* [WORK INSTRUCTIONS] Copy each line that includes the string "wrist" from the material into your answer.

▬▬▬▬▬▬

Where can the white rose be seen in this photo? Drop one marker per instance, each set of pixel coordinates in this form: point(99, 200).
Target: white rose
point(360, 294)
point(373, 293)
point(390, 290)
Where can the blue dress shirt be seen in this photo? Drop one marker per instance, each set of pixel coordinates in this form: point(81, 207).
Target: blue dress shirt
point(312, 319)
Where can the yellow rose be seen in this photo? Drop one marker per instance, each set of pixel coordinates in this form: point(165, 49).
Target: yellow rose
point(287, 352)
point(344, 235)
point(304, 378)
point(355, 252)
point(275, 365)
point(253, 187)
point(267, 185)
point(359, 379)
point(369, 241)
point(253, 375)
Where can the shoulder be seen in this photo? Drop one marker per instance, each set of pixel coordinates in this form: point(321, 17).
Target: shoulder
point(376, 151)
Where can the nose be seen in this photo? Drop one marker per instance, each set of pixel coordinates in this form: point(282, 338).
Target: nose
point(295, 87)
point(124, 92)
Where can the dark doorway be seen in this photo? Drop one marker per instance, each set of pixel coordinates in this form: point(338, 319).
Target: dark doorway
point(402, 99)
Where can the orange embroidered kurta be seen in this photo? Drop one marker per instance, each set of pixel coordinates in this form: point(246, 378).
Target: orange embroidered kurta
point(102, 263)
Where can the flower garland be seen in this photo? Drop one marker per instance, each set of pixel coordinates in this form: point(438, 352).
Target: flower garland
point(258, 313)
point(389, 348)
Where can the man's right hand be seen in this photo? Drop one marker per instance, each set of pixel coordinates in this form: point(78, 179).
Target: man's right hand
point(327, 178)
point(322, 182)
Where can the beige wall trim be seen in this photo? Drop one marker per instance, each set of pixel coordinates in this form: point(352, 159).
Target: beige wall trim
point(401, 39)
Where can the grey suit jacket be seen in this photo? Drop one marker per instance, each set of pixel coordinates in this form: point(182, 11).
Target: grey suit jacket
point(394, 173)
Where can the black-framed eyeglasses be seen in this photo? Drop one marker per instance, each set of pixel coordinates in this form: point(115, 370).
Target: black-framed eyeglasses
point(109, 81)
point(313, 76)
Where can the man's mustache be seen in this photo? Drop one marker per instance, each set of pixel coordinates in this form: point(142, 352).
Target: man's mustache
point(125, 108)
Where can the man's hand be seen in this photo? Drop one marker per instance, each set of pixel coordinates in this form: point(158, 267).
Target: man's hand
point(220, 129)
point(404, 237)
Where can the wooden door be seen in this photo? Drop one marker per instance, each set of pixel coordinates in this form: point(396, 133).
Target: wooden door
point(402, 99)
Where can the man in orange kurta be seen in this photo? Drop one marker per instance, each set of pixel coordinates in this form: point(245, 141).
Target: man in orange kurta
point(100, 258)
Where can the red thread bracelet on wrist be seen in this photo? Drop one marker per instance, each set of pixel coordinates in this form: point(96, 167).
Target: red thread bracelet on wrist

▬▬▬▬▬▬

* [ANSWER SECTION]
Where can the red thread bracelet on wrist be seen in this photo? Drop one marker per instance, each set of pixel coordinates in this form: point(96, 167).
Target: red thread bracelet on wrist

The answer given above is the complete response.